→ 課題
以下の一覧から、文字列「rough」を含む行をすべて示せ。

%%

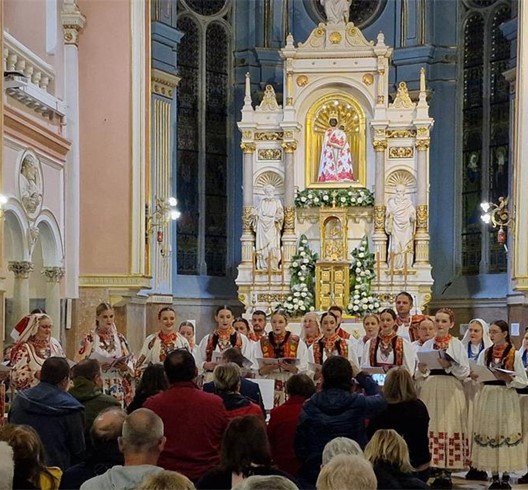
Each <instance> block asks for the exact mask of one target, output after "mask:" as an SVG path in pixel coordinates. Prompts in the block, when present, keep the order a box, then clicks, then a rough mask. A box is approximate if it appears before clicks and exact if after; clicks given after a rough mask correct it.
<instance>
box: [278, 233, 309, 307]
mask: <svg viewBox="0 0 528 490" xmlns="http://www.w3.org/2000/svg"><path fill="white" fill-rule="evenodd" d="M318 258H319V256H318V255H317V253H316V252H313V251H312V250H310V247H309V246H308V239H307V238H306V235H301V238H300V239H299V246H298V248H297V253H296V254H295V255H294V256H293V257H292V263H291V266H290V274H291V280H290V294H289V295H288V297H287V298H286V301H284V303H282V304H281V305H278V307H277V309H280V310H283V311H285V312H286V313H288V314H289V315H291V316H299V315H304V314H305V313H306V312H308V311H314V309H315V305H314V286H315V284H314V277H315V263H316V262H317V259H318Z"/></svg>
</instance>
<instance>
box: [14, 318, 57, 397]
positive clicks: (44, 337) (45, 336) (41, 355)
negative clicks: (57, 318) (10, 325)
mask: <svg viewBox="0 0 528 490" xmlns="http://www.w3.org/2000/svg"><path fill="white" fill-rule="evenodd" d="M51 329H52V322H51V318H50V317H49V316H48V315H45V314H40V313H39V314H34V315H27V316H25V317H24V318H22V320H20V321H19V322H18V323H17V324H16V326H15V328H14V329H13V331H12V332H11V337H12V338H13V340H15V345H14V346H13V348H12V349H11V384H12V386H14V387H15V388H16V389H17V390H24V389H26V388H32V387H33V386H36V385H37V384H38V383H39V375H40V370H41V369H42V364H43V363H44V361H45V360H46V359H47V358H48V357H66V356H65V355H64V352H63V350H62V347H61V345H60V344H59V341H58V340H57V339H54V338H53V337H52V336H51Z"/></svg>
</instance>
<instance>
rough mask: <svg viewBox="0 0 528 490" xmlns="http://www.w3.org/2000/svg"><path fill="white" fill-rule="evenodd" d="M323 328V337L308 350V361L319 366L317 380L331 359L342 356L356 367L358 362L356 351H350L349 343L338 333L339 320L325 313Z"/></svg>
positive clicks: (322, 317) (328, 313) (322, 327)
mask: <svg viewBox="0 0 528 490" xmlns="http://www.w3.org/2000/svg"><path fill="white" fill-rule="evenodd" d="M321 328H322V331H323V336H322V337H321V338H320V339H318V340H316V341H315V342H314V343H313V344H312V345H311V346H310V347H309V349H308V361H309V362H311V363H314V364H316V365H317V366H318V368H317V371H316V373H315V379H319V378H320V375H321V371H320V368H319V366H322V365H323V362H325V361H326V360H327V359H328V358H329V357H332V356H341V357H344V358H345V359H348V360H349V361H350V362H352V363H353V364H354V365H355V366H358V360H357V356H356V352H355V351H354V349H350V348H349V345H348V341H347V340H345V339H342V338H341V337H340V336H339V335H338V334H337V333H336V330H337V318H336V316H335V315H334V314H333V313H331V312H327V313H323V315H322V316H321Z"/></svg>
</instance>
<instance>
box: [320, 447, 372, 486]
mask: <svg viewBox="0 0 528 490" xmlns="http://www.w3.org/2000/svg"><path fill="white" fill-rule="evenodd" d="M316 488H317V490H344V489H345V488H346V489H348V488H350V489H354V490H375V489H376V488H377V481H376V475H375V473H374V470H373V469H372V465H371V464H370V463H369V462H368V461H367V460H366V459H365V458H363V457H361V456H348V455H346V454H338V455H337V456H335V457H334V458H332V459H331V461H330V462H329V463H328V464H326V465H325V466H323V469H322V470H321V473H319V477H318V478H317V484H316Z"/></svg>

%%

→ 解答例
Each <instance> block asks for the exact mask of one target, output after "mask:" as an SVG path in pixel coordinates. Prompts in the block, when present, keep the order a box, then clicks, then a rough mask. A box is approximate if it appears before clicks and exact if after; clicks given after a rough mask correct it.
rough mask: <svg viewBox="0 0 528 490" xmlns="http://www.w3.org/2000/svg"><path fill="white" fill-rule="evenodd" d="M323 328V337L308 350V361L319 366L317 380L331 359L342 356L356 367L358 362L356 351H350L349 343L338 333L339 320L325 313Z"/></svg>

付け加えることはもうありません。